That the San Francisco 49ers — a team that hasn’t had a winning record since 2002 — are 7-1 is one of the most shocking stories of the still-young NFL season. Even more shocking is how they’ve done it. 49ers coach Jim Harbaugh, a former NFL quarterback, hasn’t turned the team around by getting back to Bill Walsh’s West Coast offense, but instead by channeling Bo Schembechler, Harbaugh’s college coach at Michigan, and winning with physical defense and a powerful running game. But the solid, if unspectacular, play of quarterback Alex Smith has been the glue holding San Francisco’s success together. This is not to say that Smith is stepping in to take the injured Peyton Manning’s spot in the elite quarterback conversation, but it’s clear that Smith’s numbers this season are better than at any other time in his career. More important, his team is winning more than at any other point in his career.
Alex Smith may not be an elite quarterback, but he’s doing essential quarterback things like calling the proper audibles in the running game, converting third downs, and avoiding mistakes.

Given exercise 1: Update the collection entries by changing "person in black jacket" to "person in dark coat" throughout, leaving everything else as is.

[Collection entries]
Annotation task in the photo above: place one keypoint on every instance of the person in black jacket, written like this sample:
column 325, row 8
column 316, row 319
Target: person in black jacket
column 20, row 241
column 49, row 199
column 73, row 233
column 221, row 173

Given exercise 2: According to the 49ers article, why is the team's 7-1 start one of the most shocking stories of the NFL season?

Problem solution 1:
Annotation task in the photo above: place one keypoint on every instance of the person in dark coat, written like this sample:
column 325, row 8
column 316, row 319
Target: person in dark coat
column 20, row 241
column 49, row 199
column 73, row 233
column 221, row 173

Problem solution 2: San Francisco had not had a winning record since 2002, so a 7-1 start was a sharp turnaround.